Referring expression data
%%
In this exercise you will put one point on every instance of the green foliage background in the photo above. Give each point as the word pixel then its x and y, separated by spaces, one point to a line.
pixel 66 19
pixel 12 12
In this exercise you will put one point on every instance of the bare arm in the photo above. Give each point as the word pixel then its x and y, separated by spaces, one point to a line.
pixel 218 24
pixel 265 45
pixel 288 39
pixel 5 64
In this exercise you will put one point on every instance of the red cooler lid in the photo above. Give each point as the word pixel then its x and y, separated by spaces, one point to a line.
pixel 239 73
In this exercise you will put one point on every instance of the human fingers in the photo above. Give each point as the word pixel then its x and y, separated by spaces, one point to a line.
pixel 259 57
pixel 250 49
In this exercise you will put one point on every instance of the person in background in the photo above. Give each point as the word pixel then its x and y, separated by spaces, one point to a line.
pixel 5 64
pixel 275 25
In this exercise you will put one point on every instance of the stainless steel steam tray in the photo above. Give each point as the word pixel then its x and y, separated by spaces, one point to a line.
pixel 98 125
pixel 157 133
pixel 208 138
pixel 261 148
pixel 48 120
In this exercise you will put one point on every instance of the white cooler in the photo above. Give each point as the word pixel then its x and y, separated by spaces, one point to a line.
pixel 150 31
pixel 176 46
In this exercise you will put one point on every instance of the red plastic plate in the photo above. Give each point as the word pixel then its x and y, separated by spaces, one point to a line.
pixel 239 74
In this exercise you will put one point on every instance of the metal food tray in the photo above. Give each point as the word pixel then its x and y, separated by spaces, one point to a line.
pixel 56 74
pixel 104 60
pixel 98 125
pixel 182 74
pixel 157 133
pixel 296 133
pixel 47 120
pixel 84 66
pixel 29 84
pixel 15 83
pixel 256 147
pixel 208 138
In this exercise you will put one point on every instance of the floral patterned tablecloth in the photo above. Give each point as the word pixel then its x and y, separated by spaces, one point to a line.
%%
- _Work to complete_:
Beginning with the line that contains "of the metal", return every line through the end of the data above, exactly as written.

- _Exercise answer_:
In this exercise you will put one point on every instance of the metal food tray in the photo above. Give each point as the word pixel then its x and y, separated by spaces, one point to a line.
pixel 56 74
pixel 104 60
pixel 98 125
pixel 182 74
pixel 157 133
pixel 296 133
pixel 47 120
pixel 84 66
pixel 29 84
pixel 15 83
pixel 256 147
pixel 208 138
In this exercise you will put one point on every instance of the floral patterned tablecloth in the photo above. Give each point as the word pixel then its x and y, separated by spaces, one point to a line.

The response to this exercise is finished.